INFORMATION SUPPLIED:
....................
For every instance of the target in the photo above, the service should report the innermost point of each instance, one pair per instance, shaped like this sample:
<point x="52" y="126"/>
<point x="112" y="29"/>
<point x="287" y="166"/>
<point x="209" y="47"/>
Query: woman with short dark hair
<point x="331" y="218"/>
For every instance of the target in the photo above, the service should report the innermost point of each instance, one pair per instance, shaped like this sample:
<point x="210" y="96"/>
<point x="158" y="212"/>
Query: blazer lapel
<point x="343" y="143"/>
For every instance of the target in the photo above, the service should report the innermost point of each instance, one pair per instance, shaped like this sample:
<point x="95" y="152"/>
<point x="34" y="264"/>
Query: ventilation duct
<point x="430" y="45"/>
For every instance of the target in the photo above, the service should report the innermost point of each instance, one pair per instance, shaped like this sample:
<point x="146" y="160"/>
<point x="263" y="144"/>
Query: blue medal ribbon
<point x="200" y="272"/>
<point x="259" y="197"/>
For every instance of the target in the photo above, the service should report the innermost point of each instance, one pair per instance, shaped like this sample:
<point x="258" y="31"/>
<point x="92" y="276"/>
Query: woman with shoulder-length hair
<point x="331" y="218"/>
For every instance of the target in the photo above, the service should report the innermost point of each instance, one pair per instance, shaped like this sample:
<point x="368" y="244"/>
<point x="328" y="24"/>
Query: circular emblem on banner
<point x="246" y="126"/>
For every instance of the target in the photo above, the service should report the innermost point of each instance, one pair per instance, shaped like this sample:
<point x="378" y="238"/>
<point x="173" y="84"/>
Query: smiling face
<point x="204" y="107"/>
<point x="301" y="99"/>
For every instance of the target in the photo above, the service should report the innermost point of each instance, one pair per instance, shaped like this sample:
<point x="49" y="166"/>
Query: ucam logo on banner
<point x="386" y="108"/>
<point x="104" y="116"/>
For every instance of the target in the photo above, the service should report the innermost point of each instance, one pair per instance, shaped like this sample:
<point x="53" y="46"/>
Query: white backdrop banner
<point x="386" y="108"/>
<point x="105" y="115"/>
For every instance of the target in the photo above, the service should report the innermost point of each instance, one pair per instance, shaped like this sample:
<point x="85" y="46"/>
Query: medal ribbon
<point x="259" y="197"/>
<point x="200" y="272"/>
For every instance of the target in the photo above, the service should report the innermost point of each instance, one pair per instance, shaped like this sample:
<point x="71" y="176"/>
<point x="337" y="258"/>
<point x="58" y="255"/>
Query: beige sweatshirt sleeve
....................
The required output is the whole listing, printed again exactly.

For every instance of the target in the photo above, the service should report the innermost point of each instance, one pair per instance, shaped like this sample:
<point x="52" y="126"/>
<point x="112" y="29"/>
<point x="287" y="166"/>
<point x="209" y="47"/>
Query: woman with short dark hair
<point x="331" y="218"/>
For every instance of the target in the photo above, the service should report the innermost point of each instance, one pair per instance, shaped like this sample:
<point x="210" y="96"/>
<point x="158" y="212"/>
Query: blazer lapel
<point x="343" y="143"/>
For every instance of the target in the photo above, the service should report the innermost point of each instance, one pair per instance, shaped like this sample:
<point x="95" y="152"/>
<point x="34" y="264"/>
Query: ventilation duct
<point x="430" y="45"/>
For every instance of the target in the photo above, the service should report the innermost point of each instance, one pair per instance, shaped like this sample:
<point x="146" y="160"/>
<point x="263" y="144"/>
Query: blue medal ribbon
<point x="200" y="272"/>
<point x="259" y="197"/>
For every instance of the target in the photo above, the service should report the innermost point of each instance, one pair per instance, shaped like this sample:
<point x="258" y="31"/>
<point x="92" y="276"/>
Query: woman with shoulder-length hair
<point x="331" y="218"/>
For every instance of the target in the photo above, the service should report the innermost point of each instance, one pair per instance, shaped like this sample:
<point x="368" y="244"/>
<point x="328" y="24"/>
Query: circular emblem on banner
<point x="246" y="126"/>
For every instance of the target in the photo above, the service should report the innermost point of each instance, one pair per instance, shaped like this sample:
<point x="378" y="238"/>
<point x="173" y="84"/>
Query: smiling face
<point x="204" y="107"/>
<point x="301" y="99"/>
For every instance of the target in the photo above, the service should report the innermost point of each instance, one pair per instance, shaped like this sample:
<point x="49" y="166"/>
Query: ucam logo on banner
<point x="386" y="108"/>
<point x="104" y="116"/>
For every instance of the target in the photo above, the service should report the innermost point of each instance, one pair per instance, shaped like this sample:
<point x="53" y="46"/>
Query: white backdrop banner
<point x="386" y="108"/>
<point x="105" y="115"/>
For every instance of the target in the photo above, the service should report the innermost point of each instance, one pair per instance, shaped like this sample:
<point x="85" y="46"/>
Query: medal ribbon
<point x="259" y="197"/>
<point x="200" y="272"/>
For every instance of the target in the photo above, the service should report the innermost point of each instance, one pair per instance, shaped like this sample:
<point x="71" y="176"/>
<point x="337" y="258"/>
<point x="58" y="255"/>
Query: beige sweatshirt sleeve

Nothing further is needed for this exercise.